**Texte:**

Il y a trois ans, le pire incident de fusillade de masse de l’histoire de notre pays enleva la vie à 22 individus innocents en Nouvelle Écosse et affecta profondément des milliers d’autres.
Le Syndicat des employé-e-s de la Sécurité et de la Justice a étudié les recommandations de la Commission des pertes massives qui a mené un examen rigoureux des événements qui ont précédé et suivi le meurtre de 22 personnes en Nouvelle-Écosse en avril 2020 par un homme armé déguisé en policier.
Le SESJ souhaite rendre hommage à tous les gens qui ont été touchés par cette tragédie, y compris les familles qui ont perdu des êtres chers, ceux qui ont été blessés ou terrorisés pendant le déchaînement de violence, y compris Lisa Banfield (la partenaire de droit commun du tireur), tous les membres de la GRC, le Service correctionnel du Canada, les autres premiers intervenants, ainsi que l’ensemble de la communauté de Portapique qui a été directement ou indirectement touchée.
De nombreux membres du SESJ en Nouvelle-Écosse — qui sont des employés de la fonction publique au sein de la GRC et du SCC — ont été profondément affectés par cette tragédie étant donné leur rôle de soutien dans les opérations de la GRC et du SCC. Certains des impacts psychologiques sur ces employés n’ont pas encore été pleinement reconnus.
Nous savons qu’ils n’oublieront jamais cette journée, ni les nombreux Néo-Écossais dont la vie a été bouleversée par cet horrible événement.

**Jeu de données:**
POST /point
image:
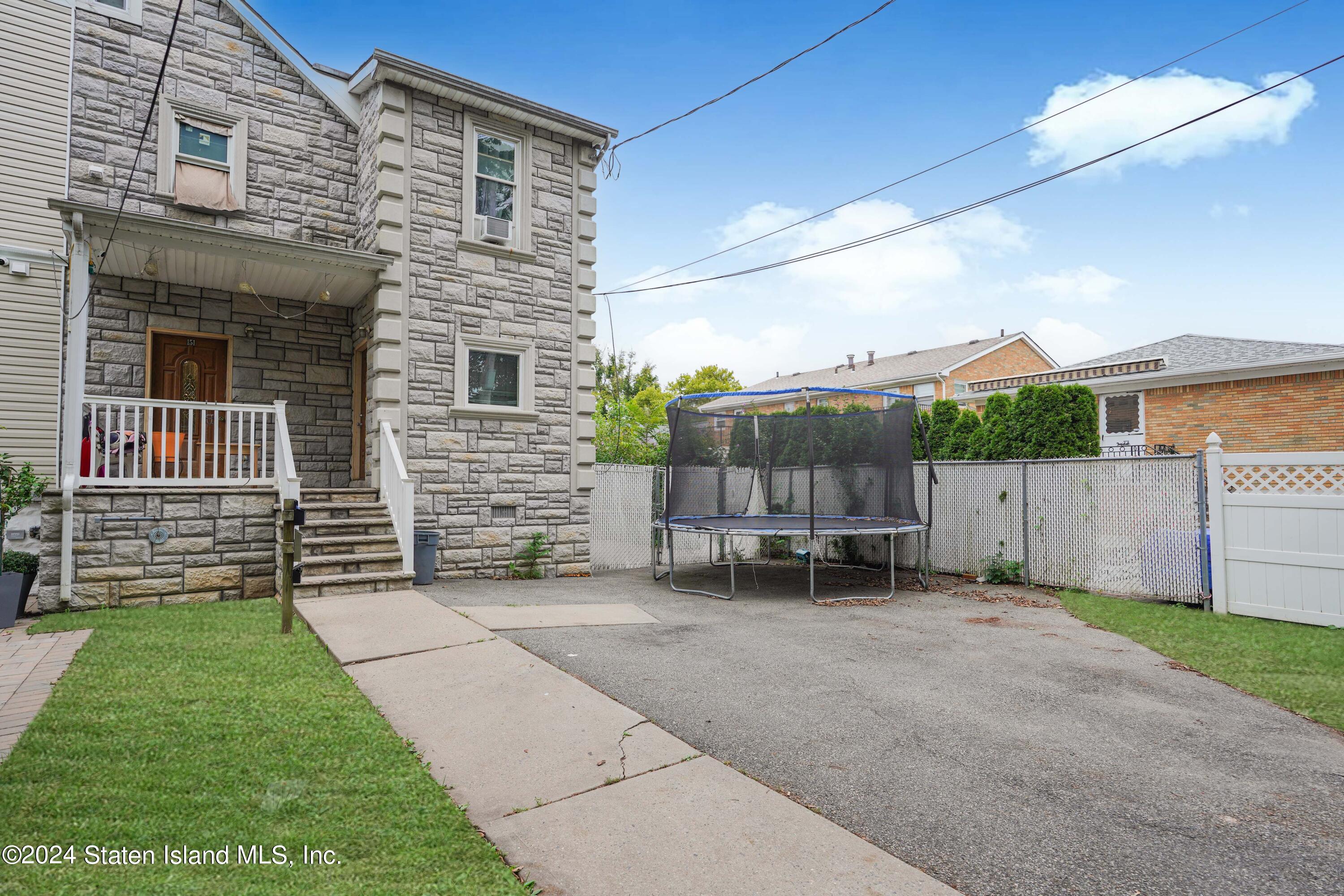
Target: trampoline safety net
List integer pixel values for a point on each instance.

**Consignes:** D'après le texte sur la fusillade en Nouvelle-Écosse, comment l'homme armé était-il déguisé ? Appuyez-vous uniquement sur le texte pour répondre.

**Corrigé:** Il était déguisé en policier.